* [OBJECTIVE]:
Please retype all of the material below word for word, leaving out the pictures.
** start THE DATA **
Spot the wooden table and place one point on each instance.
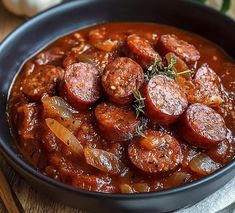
(29, 198)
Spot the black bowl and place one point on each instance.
(46, 27)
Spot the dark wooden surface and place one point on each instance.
(28, 197)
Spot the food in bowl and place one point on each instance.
(126, 108)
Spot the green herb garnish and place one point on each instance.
(138, 103)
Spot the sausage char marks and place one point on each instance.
(164, 100)
(202, 126)
(42, 81)
(81, 86)
(120, 78)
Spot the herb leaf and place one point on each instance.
(138, 103)
(225, 6)
(139, 131)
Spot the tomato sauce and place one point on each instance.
(103, 109)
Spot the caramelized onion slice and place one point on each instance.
(203, 165)
(103, 160)
(125, 188)
(56, 107)
(176, 179)
(141, 187)
(64, 135)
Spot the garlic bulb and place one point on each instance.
(28, 7)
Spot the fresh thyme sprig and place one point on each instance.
(139, 131)
(157, 68)
(138, 103)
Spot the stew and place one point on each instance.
(126, 108)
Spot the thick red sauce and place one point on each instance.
(113, 158)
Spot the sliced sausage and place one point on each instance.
(120, 78)
(116, 123)
(202, 126)
(81, 86)
(207, 87)
(162, 156)
(42, 81)
(139, 49)
(179, 65)
(164, 100)
(221, 153)
(171, 43)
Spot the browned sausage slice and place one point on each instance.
(120, 78)
(208, 87)
(81, 86)
(116, 123)
(157, 153)
(171, 43)
(42, 81)
(221, 153)
(164, 100)
(203, 126)
(140, 50)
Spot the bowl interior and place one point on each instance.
(48, 26)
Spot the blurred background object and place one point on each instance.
(225, 6)
(29, 7)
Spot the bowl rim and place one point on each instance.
** end THE DATA **
* [SOLUTION TO THIS EXERCISE]:
Spot the wooden table and place one point on each instance.
(29, 198)
Spot the black bowl and place one point on each instance.
(46, 27)
Spot the dark wooden surface and place one point on each instance.
(28, 197)
Spot the food in bowl and place one point on each instance.
(126, 108)
Spot the green herb garnish and place one point on each instance.
(138, 103)
Spot the sausage char marks and place one point on each instance.
(164, 100)
(202, 126)
(42, 81)
(81, 86)
(120, 78)
Spot the herb leaf and place one point on each instance.
(138, 103)
(225, 6)
(139, 131)
Spot the tomato sauce and place one point on each instance.
(103, 109)
Spot the caramelized onion slice and place one point on each instance.
(203, 165)
(103, 160)
(125, 188)
(56, 107)
(176, 179)
(141, 187)
(64, 135)
Spot the garlic bulb and place one point on each instance.
(28, 7)
Spot the fresh thyme sprig and place one point on each instance.
(139, 131)
(157, 68)
(138, 103)
Spot the stew and place one point on each instance.
(126, 108)
Spot the thick red sauce and place one point on each instance.
(113, 158)
Spot the sliced sausage and place one point on each instance.
(120, 78)
(116, 123)
(202, 126)
(81, 86)
(207, 87)
(162, 156)
(42, 81)
(139, 49)
(179, 65)
(164, 100)
(221, 153)
(171, 43)
Spot the browned sausage slice and place one point on each instance.
(120, 78)
(208, 87)
(81, 86)
(116, 123)
(157, 153)
(171, 43)
(42, 81)
(221, 153)
(164, 100)
(203, 126)
(140, 50)
Spot the bowl interior and place one point on each instance.
(48, 26)
Spot the blurred background object and place one point on each instance.
(225, 6)
(29, 7)
Spot the bowl rim and place one point on each instance.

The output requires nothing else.